What is being asked:
Can you add 25 to every bounding box coordinate in the answers and write out again only the lines from the one with "Please scan the image above for any parked" to the one with "357], [765, 312, 896, 422]]", requests included and left unchanged?

----------------

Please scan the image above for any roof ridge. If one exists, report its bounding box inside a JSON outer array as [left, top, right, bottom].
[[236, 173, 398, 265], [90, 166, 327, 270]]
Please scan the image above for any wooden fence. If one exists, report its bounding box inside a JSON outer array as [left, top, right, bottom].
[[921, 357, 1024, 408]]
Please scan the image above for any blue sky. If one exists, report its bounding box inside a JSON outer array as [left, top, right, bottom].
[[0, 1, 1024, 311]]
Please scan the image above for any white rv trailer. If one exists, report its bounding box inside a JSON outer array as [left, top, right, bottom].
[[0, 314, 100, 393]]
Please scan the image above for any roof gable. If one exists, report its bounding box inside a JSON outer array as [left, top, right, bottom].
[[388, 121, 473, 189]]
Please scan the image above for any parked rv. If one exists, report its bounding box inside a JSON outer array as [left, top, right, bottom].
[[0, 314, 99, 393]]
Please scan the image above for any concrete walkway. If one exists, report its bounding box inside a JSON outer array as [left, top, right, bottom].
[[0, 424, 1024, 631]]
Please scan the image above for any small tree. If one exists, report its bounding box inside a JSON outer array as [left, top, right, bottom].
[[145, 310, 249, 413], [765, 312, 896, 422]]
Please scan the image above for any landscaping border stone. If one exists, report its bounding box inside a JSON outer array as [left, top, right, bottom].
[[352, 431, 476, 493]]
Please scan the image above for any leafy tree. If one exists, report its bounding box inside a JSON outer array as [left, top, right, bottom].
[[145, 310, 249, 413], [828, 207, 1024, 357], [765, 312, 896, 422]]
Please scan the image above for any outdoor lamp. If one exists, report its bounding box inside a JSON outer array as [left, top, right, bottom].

----------------

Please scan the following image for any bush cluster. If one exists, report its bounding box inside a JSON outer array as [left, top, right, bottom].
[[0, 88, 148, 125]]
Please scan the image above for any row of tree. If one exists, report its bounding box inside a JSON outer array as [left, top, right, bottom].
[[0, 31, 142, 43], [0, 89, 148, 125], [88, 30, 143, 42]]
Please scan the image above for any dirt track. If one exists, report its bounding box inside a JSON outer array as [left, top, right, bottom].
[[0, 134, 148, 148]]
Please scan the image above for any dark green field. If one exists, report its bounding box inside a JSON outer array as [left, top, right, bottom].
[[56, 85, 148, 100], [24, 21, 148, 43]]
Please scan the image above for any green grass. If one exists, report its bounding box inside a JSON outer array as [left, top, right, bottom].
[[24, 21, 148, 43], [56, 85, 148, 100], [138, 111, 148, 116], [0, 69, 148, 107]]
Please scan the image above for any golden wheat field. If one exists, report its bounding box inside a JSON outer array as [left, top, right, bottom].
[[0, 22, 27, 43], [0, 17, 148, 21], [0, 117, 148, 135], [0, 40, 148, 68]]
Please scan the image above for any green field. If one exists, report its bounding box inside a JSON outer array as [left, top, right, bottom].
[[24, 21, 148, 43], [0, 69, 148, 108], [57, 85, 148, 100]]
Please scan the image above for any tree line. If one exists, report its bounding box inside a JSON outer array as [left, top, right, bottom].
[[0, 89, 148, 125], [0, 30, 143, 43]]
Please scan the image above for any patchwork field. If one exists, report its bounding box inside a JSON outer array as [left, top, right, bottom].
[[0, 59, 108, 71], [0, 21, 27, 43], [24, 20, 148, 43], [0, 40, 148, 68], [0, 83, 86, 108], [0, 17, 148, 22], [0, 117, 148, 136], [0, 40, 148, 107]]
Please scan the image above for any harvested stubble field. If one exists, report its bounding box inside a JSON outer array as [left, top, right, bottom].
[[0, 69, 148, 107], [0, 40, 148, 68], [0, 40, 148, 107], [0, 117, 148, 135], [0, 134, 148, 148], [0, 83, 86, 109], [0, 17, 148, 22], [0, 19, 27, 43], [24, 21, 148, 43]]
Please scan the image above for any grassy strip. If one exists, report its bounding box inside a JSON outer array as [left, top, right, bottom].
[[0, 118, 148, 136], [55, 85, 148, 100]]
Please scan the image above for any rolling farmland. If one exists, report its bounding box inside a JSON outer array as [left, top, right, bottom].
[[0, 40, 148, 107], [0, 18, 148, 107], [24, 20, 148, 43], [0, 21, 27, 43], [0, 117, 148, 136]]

----------------

Solution to this exercise:
Please scan the image above for any parked rv. If one exists, report its bounding box inside a JSON outer array as [left, top, right, bottom].
[[25, 339, 124, 418]]
Please scan the image above for any concrete walkway. If one exists, report its bounding box inside a JSON outer array as [left, top, right, bottom].
[[25, 449, 1049, 656]]
Please scan the image above for any small tree. If one exists, report its bounding box inside a JSON outer array as [left, top, right, bottom].
[[170, 335, 274, 438], [790, 337, 921, 447]]
Please scan the image above for any landscaping border stone. If one exists, report its bounding box inside a JSON outer array as [left, top, right, bottom].
[[377, 456, 501, 518]]
Please scan the image above for any leafy tree. If one exists, report its bounding box inside a JSON outer array as [left, top, right, bottom].
[[170, 335, 274, 438], [853, 232, 1049, 382], [790, 337, 921, 447]]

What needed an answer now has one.